» Anlama Kontrolü:
a. Dört günlük çalışma yazısının "Eklenme Tarihi: 10" sözcüklerinden "mesai sistemini destekliyor." sözcükleri de dahil olmak üzere oraya kadar uzanan bölümünü, "ofislerin" yerine "iş yerlerinin" koyarak yeniden yaz.
b. Dört günlük çalışma yazısında rakamla yazılmış bütün farklı sayıları geçtikleri sırayla listele.
c. Dört günlük çalışma yazısını son cümlesinden sonra devam ettir.

═════ Verilen Metin

YUKARI

Sürdürülebilir İş

Eklenme Tarihi: 10 Eylül 2020

4 gün çalışmak neleri değiştirir?

  • Koronavirüs pandemisi ile dönüşen iş dünyasında, son 5-6 yıldır sıklıkla tartışılan ‘haftada 4 gün çalışma’ sistemi bir kez daha gündeme geldi. Karantina döneminde azalan karbon emisyonları ve buna bağlı hava kirliliği, ofislerin daha az kullanılmasını ve 4 günlük mesai sistemini destekliyor.

    Koronavirüsten kaynaklanan karantina döneminde hepimiz fark ettik ki; verimli çalışmayı sürdürmek için mutlaka ofislerde olmamıza gerek yok. Bazı iş kollarının zorunlu işbaşı gerektiren faaliyetleri dışında milyonlarca insan bu dönemde evden çalıştı ve iş akışlarında bir aksama olmadı. Bunun yanında milyonlarca insanın trafikten uzak oluşu ve endüstriyel faaliyetlerdeki kısıtlama, karbon salımı oranlarını olumlu yönde etkiledi, bunun sonucunda da hava kirliliği değerlerinde ciddi düşüşler yaşandı. Buna bağlı olarak Yeni Zelanda Başbakanı Jacinda Ardern, haftada 4 gün çalışıp, 3 gün tatil yapmanın mümkün olacağı bir çalışma planı sundu ve işverenleri bu konuda teşvik edeceklerini söyledi. Bu plan bir vizyon olarak şimdilik askıda tutulsa da, geleceğin iş dünyası için 4 gün çalışma modeli konusunda yeşil ışık yakılmış oldu.

══════════
═════ Veri Kümesi İçeriği

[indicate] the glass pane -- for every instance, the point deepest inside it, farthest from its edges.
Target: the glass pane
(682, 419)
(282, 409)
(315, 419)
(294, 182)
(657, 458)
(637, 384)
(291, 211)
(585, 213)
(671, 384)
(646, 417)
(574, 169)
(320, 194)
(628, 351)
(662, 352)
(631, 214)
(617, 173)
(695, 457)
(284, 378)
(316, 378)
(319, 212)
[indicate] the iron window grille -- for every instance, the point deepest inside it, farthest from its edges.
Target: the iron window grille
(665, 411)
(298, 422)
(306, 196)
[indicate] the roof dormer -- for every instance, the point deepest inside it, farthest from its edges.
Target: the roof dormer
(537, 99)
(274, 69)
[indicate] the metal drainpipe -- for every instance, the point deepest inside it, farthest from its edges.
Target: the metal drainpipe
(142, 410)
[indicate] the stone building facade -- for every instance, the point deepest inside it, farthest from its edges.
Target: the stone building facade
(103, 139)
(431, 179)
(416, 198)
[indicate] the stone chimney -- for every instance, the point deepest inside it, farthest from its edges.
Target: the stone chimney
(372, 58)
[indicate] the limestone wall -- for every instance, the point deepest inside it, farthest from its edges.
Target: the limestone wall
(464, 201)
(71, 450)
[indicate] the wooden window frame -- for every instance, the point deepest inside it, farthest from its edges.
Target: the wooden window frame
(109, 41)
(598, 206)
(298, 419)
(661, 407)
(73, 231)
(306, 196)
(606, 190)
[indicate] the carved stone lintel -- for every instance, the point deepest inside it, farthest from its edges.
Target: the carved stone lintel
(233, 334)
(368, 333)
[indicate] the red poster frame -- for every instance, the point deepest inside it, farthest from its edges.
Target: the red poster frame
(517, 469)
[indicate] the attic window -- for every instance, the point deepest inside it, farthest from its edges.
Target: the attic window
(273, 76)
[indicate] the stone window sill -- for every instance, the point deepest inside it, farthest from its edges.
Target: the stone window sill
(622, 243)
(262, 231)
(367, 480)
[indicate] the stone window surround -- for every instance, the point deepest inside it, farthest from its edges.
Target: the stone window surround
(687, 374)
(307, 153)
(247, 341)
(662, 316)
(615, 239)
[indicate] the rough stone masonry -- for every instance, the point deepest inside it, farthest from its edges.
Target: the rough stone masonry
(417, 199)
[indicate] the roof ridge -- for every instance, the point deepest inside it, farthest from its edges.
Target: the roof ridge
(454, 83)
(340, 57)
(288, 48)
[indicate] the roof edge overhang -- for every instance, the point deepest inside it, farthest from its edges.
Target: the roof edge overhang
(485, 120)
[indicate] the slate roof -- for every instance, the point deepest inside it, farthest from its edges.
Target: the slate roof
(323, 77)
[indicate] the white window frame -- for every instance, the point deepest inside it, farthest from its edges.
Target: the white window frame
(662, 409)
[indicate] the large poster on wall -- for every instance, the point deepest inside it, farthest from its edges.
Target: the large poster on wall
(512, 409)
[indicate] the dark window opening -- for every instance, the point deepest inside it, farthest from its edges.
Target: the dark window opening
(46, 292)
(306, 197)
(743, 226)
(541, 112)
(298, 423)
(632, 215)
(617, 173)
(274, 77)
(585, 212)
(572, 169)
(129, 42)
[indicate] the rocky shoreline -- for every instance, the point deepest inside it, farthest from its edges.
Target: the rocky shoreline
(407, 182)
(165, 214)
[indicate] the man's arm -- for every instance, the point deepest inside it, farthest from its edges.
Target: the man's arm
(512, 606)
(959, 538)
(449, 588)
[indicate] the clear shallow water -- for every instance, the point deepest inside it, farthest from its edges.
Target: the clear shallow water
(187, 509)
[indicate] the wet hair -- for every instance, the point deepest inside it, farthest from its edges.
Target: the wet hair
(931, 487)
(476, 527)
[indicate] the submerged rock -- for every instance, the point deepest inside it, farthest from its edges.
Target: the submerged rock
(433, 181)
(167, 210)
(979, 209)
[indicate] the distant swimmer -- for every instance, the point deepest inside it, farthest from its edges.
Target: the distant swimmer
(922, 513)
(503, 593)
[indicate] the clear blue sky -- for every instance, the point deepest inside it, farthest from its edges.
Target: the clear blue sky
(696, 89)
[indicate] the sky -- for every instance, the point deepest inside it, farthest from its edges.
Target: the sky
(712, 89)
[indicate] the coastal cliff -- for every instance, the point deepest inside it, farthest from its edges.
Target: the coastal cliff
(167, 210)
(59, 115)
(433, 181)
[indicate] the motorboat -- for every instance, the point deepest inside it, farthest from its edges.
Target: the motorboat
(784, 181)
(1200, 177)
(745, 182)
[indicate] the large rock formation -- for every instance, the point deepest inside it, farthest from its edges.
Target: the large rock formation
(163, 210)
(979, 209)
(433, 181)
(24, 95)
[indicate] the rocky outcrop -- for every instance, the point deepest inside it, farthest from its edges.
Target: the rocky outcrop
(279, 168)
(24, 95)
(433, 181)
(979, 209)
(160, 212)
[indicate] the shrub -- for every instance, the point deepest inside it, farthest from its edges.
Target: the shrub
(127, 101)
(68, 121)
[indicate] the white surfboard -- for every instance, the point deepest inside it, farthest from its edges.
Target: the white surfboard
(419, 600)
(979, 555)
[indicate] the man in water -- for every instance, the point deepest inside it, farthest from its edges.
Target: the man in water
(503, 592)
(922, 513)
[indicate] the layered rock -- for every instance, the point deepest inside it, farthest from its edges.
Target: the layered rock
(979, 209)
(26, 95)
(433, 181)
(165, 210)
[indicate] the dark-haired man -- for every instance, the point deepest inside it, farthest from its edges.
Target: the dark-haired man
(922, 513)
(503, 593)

══════════

» Alıştırma Yanıtları:
a.
Eklenme Tarihi: 10 Eylül 2020

4 gün çalışmak neleri değiştirir?

  • Koronavirüs pandemisi ile dönüşen iş dünyasında, son 5-6 yıldır sıklıkla tartışılan ‘haftada 4 gün çalışma’ sistemi bir kez daha gündeme geldi. Karantina döneminde azalan karbon emisyonları ve buna bağlı hava kirliliği, iş yerlerinin daha az kullanılmasını ve 4 günlük mesai sistemini destekliyor.

b. 10, 2020, 4, 5, 6, 3

c.
    Keynes’in öngörüsü gerçekleşecek mi?
    Ünlü ekonomist John Maynard Keynes, 1930’lu yıllarda yaptığı çalışmalarda, ‘100 yıl içinde’ 15 saatlik bir çalışma haftasına sahip olunacağını öngörmüştü. Kendi zamanında sanayileşmenin yükselişini gören Keynes, daha verimli çalışma yöntemlerine yönelik eğilimin devam edeceğini varsaydı. Bir işçi, ihtiyaçlarını karşılayacak kadar kazandığında, kendine ayırdığı zamanı artırabilecekti. Sonrasında farklı liderlerin farklı ülkelerde kullandığı bu söylem; bugün bir sürdürülebilirlik çözümü olarak gündeme taşınıyor.

    Araştırmalar olumlu sonuç veriyor
    Yeni Zelanda’da 2018 yılında yapılan bir çalışmada, 240 çalışanın haftalık çalışma saatleri 40 saatten 32 saate indirildi. Ücretlerde bir değişiklik yapılmadan gerçekleşen bu deneme sonrasında;
    • Yüzde 24 daha fazla çalışan, işlerini ve kişisel yaşamlarını başarılı bir şekilde dengeleyebildiklerini belirtti.
    • Tüm çalışanlarda stres oranı yüzde 7 azaldı.
    • Genel iş tatmini yüzde 5 arttı.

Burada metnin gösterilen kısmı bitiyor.